→ **INPUT FOR THIS TASK**

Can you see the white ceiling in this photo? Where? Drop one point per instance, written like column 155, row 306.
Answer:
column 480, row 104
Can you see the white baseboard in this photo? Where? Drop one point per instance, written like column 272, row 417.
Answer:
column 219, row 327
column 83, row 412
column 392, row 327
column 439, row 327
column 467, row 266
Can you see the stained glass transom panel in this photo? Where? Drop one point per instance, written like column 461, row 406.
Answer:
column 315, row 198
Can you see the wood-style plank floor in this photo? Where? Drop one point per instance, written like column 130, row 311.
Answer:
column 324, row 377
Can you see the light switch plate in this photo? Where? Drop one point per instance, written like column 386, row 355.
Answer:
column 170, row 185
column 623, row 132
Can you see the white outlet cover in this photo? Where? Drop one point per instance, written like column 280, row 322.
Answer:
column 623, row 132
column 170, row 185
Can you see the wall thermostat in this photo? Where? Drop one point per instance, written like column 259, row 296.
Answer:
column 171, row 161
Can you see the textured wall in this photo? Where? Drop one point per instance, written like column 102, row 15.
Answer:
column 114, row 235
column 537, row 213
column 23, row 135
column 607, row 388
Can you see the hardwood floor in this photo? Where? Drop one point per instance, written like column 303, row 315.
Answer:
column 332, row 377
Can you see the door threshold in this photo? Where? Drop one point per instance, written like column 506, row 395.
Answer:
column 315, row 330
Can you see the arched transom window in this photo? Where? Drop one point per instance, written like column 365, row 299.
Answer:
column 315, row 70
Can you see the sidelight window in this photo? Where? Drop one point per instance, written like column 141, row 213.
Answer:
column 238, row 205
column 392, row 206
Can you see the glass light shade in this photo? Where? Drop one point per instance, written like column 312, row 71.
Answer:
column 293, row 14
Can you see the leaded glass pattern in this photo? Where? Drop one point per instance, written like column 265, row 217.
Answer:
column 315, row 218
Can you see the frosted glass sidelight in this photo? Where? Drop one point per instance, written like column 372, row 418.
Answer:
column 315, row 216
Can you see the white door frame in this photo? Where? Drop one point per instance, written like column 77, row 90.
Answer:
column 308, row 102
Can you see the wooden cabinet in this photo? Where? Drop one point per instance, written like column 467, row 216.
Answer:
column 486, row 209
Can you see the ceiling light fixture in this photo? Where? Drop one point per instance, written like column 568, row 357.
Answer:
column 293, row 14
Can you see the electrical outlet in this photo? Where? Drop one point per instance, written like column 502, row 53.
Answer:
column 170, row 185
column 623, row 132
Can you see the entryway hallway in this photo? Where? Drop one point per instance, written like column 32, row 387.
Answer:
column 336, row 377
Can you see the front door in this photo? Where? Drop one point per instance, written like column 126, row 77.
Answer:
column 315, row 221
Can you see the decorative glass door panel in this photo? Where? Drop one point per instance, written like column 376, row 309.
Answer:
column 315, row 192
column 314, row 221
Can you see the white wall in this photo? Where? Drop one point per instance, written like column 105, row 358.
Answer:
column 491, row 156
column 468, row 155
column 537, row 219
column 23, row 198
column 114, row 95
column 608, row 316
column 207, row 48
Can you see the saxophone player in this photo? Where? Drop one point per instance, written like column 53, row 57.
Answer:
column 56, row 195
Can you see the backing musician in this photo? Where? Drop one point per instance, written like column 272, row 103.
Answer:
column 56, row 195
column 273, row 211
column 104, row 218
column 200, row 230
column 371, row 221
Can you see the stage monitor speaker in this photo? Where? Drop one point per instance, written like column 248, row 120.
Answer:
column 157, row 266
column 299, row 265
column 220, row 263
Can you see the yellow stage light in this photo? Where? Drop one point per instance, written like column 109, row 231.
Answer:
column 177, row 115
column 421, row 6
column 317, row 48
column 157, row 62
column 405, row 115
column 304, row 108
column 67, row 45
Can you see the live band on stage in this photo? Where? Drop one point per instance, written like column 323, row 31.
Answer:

→ **EXERCISE DETAILS**
Each record above needs to be given again exactly as written.

→ **ANSWER TO THE PROBLEM**
Can you see the white ceiling in this photo? Where? Drop one point per instance, written like column 155, row 306.
Answer:
column 480, row 104
Can you see the white baseboard in this photo? Where? Drop one point per instance, written like column 272, row 417.
Answer:
column 219, row 327
column 83, row 412
column 392, row 327
column 439, row 327
column 467, row 266
Can you see the stained glass transom panel in this photo? Where? Drop one point per instance, written like column 461, row 406.
Answer:
column 315, row 198
Can you see the wood-style plank floor in this photo? Where? Drop one point per instance, written like column 130, row 311.
Answer:
column 324, row 377
Can you see the light switch plate in this photo? Where? Drop one point per instance, written like column 386, row 355.
Answer:
column 170, row 185
column 623, row 132
Can you see the white outlet cover in this photo? Where? Drop one point per instance, written like column 280, row 322.
Answer:
column 623, row 132
column 170, row 185
Can you see the wall thermostat in this photo? Where? Drop one point per instance, written like column 259, row 296.
Answer:
column 171, row 161
Can you see the textured wall in this photo? Where? Drop one point per instance, written like column 102, row 15.
Answer:
column 114, row 235
column 537, row 213
column 23, row 135
column 607, row 388
Can you see the hardwood floor in this photo? Where? Drop one point per instance, written like column 303, row 315.
Answer:
column 332, row 377
Can you see the door threshold in this photo? Where? Drop one point per instance, written like column 506, row 395.
Answer:
column 315, row 330
Can you see the arched transom window in this photo? Where? Drop one point per instance, written like column 365, row 299.
Answer:
column 315, row 70
Can you see the sidelight window in this photo? Where? Drop one point per instance, written like column 141, row 213.
Answer:
column 238, row 205
column 392, row 206
Can you see the glass light shade in this photo? Where? Drop one point per instance, written like column 312, row 71.
Answer:
column 293, row 14
Can you see the leaded glass pattern in this photo? Where? Drop one point per instance, written like column 265, row 217.
Answer:
column 315, row 218
Can you see the frosted glass sidelight in this photo? Where? Drop one point per instance, written like column 372, row 418.
Answer:
column 315, row 216
Can you see the white door frame in this photo? Where? Drop one point per instance, written like column 77, row 90.
Answer:
column 308, row 102
Can you see the wooden cabinet in this photo? Where? Drop one point per instance, written like column 467, row 216.
Answer:
column 486, row 209
Can you see the ceiling light fixture in this photo? Where? Drop one point per instance, written like column 568, row 357.
Answer:
column 293, row 14
Can you see the electrical outlet in this photo? Where? Drop one point per instance, written like column 502, row 53.
Answer:
column 170, row 185
column 623, row 132
Can you see the entryway hallway in this photo? Where? Drop one point per instance, written like column 32, row 387.
Answer:
column 336, row 377
Can you see the front door in this photo? Where? Drop one point per instance, written like column 126, row 77.
Answer:
column 315, row 221
Can you see the decorative glass door panel in this photo? Where? Drop one point per instance, written like column 376, row 309.
Answer:
column 315, row 192
column 314, row 221
Can you see the white wall in this photo? Where? Drop one point per instance, written like column 105, row 358.
Answer:
column 491, row 156
column 468, row 155
column 537, row 219
column 23, row 198
column 114, row 95
column 608, row 316
column 207, row 48
Can you see the saxophone player in this photo? Where? Drop one point per instance, written like column 53, row 57.
Answer:
column 56, row 195
Can you see the backing musician in this photo? Where? Drop one point per instance, written like column 272, row 103.
Answer:
column 56, row 195
column 273, row 211
column 104, row 218
column 200, row 230
column 371, row 221
Can you see the stage monitor speaker in this photo? Where? Drop one point per instance, written like column 248, row 120.
Answer:
column 157, row 266
column 299, row 265
column 220, row 263
Can you see the yellow stage light in this photo? Where? Drop one point per instance, written like column 109, row 231.
Answer:
column 177, row 115
column 421, row 6
column 317, row 48
column 157, row 62
column 405, row 115
column 304, row 108
column 67, row 45
Can you see the live band on stage in this photo? Where? Drop one point per instance, written like column 323, row 31.
Answer:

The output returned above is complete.